• Dataset:
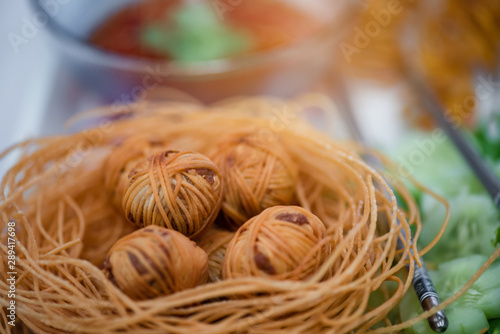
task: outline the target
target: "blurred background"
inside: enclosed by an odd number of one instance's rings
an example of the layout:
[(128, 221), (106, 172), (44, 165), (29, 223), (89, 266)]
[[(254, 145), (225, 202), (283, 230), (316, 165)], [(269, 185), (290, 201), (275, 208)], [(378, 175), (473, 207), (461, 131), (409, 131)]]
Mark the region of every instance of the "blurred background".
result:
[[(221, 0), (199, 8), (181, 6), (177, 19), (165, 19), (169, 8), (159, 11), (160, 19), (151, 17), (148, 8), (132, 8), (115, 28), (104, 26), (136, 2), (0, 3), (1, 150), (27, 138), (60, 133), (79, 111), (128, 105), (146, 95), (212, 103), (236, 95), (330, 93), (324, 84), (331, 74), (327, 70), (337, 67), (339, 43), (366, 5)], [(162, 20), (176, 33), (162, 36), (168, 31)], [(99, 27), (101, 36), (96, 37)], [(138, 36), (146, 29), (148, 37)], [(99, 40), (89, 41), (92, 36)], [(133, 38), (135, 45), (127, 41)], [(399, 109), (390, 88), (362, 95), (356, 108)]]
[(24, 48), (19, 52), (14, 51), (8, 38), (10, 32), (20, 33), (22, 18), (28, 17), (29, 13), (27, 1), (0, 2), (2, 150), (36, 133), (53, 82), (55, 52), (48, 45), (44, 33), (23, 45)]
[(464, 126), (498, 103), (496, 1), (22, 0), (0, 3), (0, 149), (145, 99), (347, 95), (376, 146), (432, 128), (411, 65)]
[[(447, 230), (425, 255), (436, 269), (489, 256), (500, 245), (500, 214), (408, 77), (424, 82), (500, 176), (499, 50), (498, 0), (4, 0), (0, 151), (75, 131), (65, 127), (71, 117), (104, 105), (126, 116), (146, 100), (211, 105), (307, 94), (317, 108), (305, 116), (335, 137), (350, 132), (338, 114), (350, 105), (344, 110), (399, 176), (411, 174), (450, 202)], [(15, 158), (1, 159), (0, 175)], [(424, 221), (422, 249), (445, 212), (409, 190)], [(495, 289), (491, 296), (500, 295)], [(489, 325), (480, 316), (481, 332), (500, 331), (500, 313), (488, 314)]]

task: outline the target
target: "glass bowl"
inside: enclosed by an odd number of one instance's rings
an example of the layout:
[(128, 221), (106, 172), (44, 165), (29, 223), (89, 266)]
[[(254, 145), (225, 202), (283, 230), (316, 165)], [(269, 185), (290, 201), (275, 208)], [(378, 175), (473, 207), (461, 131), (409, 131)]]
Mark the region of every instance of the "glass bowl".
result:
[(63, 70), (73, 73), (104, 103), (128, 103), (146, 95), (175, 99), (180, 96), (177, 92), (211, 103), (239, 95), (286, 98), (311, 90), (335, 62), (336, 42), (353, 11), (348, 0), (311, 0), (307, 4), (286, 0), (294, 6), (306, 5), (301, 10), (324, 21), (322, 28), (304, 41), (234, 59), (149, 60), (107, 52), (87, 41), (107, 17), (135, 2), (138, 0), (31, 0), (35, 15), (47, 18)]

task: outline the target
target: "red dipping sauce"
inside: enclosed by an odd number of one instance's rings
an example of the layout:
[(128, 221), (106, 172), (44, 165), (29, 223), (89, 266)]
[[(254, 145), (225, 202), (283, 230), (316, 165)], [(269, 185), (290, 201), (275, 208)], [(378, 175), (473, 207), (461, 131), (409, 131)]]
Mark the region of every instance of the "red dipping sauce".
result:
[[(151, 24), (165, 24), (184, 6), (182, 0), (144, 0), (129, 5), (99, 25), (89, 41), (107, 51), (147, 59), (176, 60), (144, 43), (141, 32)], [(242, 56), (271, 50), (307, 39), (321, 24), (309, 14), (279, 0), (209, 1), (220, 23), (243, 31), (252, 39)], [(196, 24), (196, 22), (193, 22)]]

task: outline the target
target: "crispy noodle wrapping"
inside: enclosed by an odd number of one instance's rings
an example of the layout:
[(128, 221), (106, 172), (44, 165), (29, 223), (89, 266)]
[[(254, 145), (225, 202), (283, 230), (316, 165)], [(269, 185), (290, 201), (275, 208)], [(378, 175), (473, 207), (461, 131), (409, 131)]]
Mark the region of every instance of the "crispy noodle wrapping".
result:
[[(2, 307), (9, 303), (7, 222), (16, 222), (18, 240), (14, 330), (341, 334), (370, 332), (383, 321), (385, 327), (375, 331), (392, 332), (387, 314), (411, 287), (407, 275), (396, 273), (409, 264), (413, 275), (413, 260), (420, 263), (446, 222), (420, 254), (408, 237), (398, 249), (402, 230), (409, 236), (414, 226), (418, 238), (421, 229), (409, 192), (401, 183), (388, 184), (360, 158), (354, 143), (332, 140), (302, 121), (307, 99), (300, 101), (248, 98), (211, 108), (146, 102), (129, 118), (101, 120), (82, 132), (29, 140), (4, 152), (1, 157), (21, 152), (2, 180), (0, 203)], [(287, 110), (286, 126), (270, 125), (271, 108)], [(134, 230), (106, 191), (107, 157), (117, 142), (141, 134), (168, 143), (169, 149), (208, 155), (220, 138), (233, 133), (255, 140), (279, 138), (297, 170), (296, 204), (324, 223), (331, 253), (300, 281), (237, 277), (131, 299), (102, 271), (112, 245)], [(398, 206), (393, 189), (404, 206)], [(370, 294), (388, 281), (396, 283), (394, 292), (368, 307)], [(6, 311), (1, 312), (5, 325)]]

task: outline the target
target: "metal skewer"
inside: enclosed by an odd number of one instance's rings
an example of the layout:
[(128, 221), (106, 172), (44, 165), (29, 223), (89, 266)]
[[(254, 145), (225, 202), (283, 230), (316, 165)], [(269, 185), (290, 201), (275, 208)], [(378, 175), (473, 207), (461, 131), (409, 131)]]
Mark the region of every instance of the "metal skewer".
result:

• Required work: Exactly as they stand, retype all the entries, but omit the pictures.

• Exercise result:
task: outline the target
target: "blurred background"
inside: enclosed by an odd number of one instance's rings
an example of the layout:
[(128, 221), (106, 172), (44, 165), (29, 223), (89, 266)]
[[(254, 145), (225, 202), (283, 230), (316, 165)], [(269, 185), (290, 201), (275, 208)], [(378, 175), (473, 207), (461, 131), (409, 131)]]
Mark the region of every instance of the "blurred background".
result:
[[(221, 0), (199, 8), (181, 6), (177, 19), (165, 19), (169, 8), (159, 11), (160, 19), (151, 17), (148, 8), (132, 8), (115, 28), (104, 26), (136, 2), (0, 3), (1, 150), (27, 138), (60, 133), (79, 111), (128, 105), (146, 95), (212, 103), (236, 95), (330, 93), (324, 84), (331, 74), (327, 70), (337, 67), (339, 43), (366, 5)], [(162, 20), (176, 33), (162, 36), (168, 31)], [(99, 27), (101, 36), (96, 37)], [(138, 36), (146, 29), (148, 37)], [(99, 40), (89, 41), (92, 36)], [(133, 38), (135, 45), (127, 41)], [(399, 109), (390, 88), (362, 95), (356, 108)]]
[(24, 48), (19, 52), (14, 51), (8, 38), (10, 32), (20, 33), (22, 18), (28, 17), (29, 13), (27, 1), (0, 2), (2, 150), (36, 133), (53, 82), (55, 52), (48, 45), (44, 33), (23, 45)]
[(464, 126), (498, 103), (496, 1), (22, 0), (0, 3), (0, 149), (145, 99), (347, 95), (376, 146), (432, 128), (411, 65)]
[[(447, 230), (425, 255), (436, 269), (489, 256), (500, 245), (500, 214), (408, 77), (424, 82), (500, 176), (499, 50), (498, 0), (4, 0), (0, 151), (75, 131), (65, 127), (71, 117), (104, 105), (126, 116), (146, 100), (211, 105), (307, 94), (317, 108), (305, 116), (335, 137), (350, 132), (338, 114), (350, 105), (344, 110), (399, 176), (411, 174), (450, 202)], [(15, 158), (1, 159), (0, 175)], [(424, 221), (422, 249), (445, 212), (409, 190)], [(495, 289), (491, 296), (500, 295)], [(489, 325), (480, 316), (481, 332), (500, 331), (500, 313), (488, 314)]]

task: outline the target
target: "glass bowl"
inside: enclosed by an odd number of one instance's rings
an example of the layout:
[(128, 221), (106, 172), (44, 165), (29, 223), (89, 266)]
[[(254, 145), (225, 202), (283, 230), (316, 165)], [(269, 185), (290, 201), (275, 208)], [(378, 175), (473, 207), (461, 131), (409, 131)]]
Mark the region of every instance of the "glass bowl".
result:
[(63, 70), (73, 73), (104, 103), (128, 103), (146, 95), (175, 99), (180, 96), (177, 92), (211, 103), (239, 95), (286, 98), (311, 90), (335, 62), (336, 42), (353, 11), (348, 0), (311, 0), (307, 4), (286, 0), (294, 6), (306, 5), (301, 10), (324, 21), (322, 28), (304, 41), (234, 59), (149, 60), (107, 52), (87, 41), (107, 17), (135, 2), (138, 0), (31, 0), (35, 15), (47, 18)]

task: outline the target
target: "red dipping sauce"
inside: enclosed by an odd number of one instance's rings
an example of the layout:
[(128, 221), (106, 172), (44, 165), (29, 223), (89, 266)]
[[(254, 145), (225, 202), (283, 230), (316, 165)], [(269, 185), (290, 201), (275, 208)], [(378, 175), (473, 207), (461, 131), (409, 131)]]
Mark the region of every instance of the "red dipping sauce".
result:
[[(151, 24), (165, 24), (184, 6), (182, 0), (144, 0), (129, 5), (99, 25), (89, 41), (107, 51), (147, 59), (176, 60), (144, 43), (141, 32)], [(242, 56), (271, 50), (307, 39), (321, 24), (309, 14), (279, 0), (209, 1), (220, 23), (243, 31), (252, 39)], [(196, 24), (196, 22), (193, 22)]]

task: outline the target
target: "crispy noodle wrapping"
inside: enclosed by an odd number of one instance's rings
an example of the layout:
[(128, 221), (106, 172), (44, 165), (29, 223), (89, 266)]
[[(254, 145), (225, 202), (283, 230), (316, 165)], [(269, 185), (290, 201), (275, 208)], [(378, 175), (473, 207), (461, 131), (409, 131)]]
Mark the region of every instance of the "crispy noodle wrapping".
result:
[[(2, 307), (9, 303), (7, 222), (16, 222), (18, 240), (14, 330), (341, 334), (370, 332), (383, 321), (385, 327), (375, 331), (392, 332), (387, 314), (411, 287), (407, 275), (396, 273), (409, 264), (413, 275), (413, 260), (420, 263), (446, 222), (420, 254), (408, 237), (398, 249), (402, 230), (409, 236), (414, 226), (418, 238), (421, 229), (409, 192), (401, 183), (388, 184), (360, 158), (354, 143), (332, 140), (302, 121), (307, 99), (300, 101), (248, 98), (211, 108), (146, 102), (129, 118), (101, 120), (82, 132), (29, 140), (4, 152), (1, 157), (21, 152), (2, 180), (0, 203)], [(287, 110), (286, 126), (270, 125), (271, 108)], [(134, 230), (106, 191), (107, 157), (117, 142), (141, 134), (168, 143), (169, 149), (208, 155), (220, 138), (233, 133), (255, 140), (279, 138), (297, 170), (296, 204), (324, 223), (331, 253), (300, 281), (237, 277), (131, 299), (102, 271), (112, 245)], [(398, 206), (393, 189), (404, 206)], [(370, 294), (388, 281), (396, 283), (394, 292), (368, 307)], [(6, 311), (1, 312), (5, 325)]]

task: outline the target
target: "metal skewer"
inside: enclosed by an odd number of one instance's rings
an example of the layout:
[(128, 221), (106, 172), (44, 165), (29, 223), (89, 266)]
[[(254, 145), (225, 202), (283, 230), (316, 165)], [(269, 185), (290, 201), (275, 208)], [(378, 175), (473, 207), (461, 131), (409, 131)]]
Mark the region of every instance of the "metal skewer".
result:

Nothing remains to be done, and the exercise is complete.